◆ Problem description: Exactness is required. Restate every entry as written.

[Natural-language object grounding data]

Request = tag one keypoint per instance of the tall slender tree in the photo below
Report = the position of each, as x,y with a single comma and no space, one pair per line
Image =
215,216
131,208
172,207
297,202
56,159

◆ Solution for this task:
Request = tag one keypoint per instance of the tall slender tree in the photo below
Report = the position of each, as x,y with a single comma and no space, one pair per line
Image =
215,216
131,208
172,207
297,202
56,159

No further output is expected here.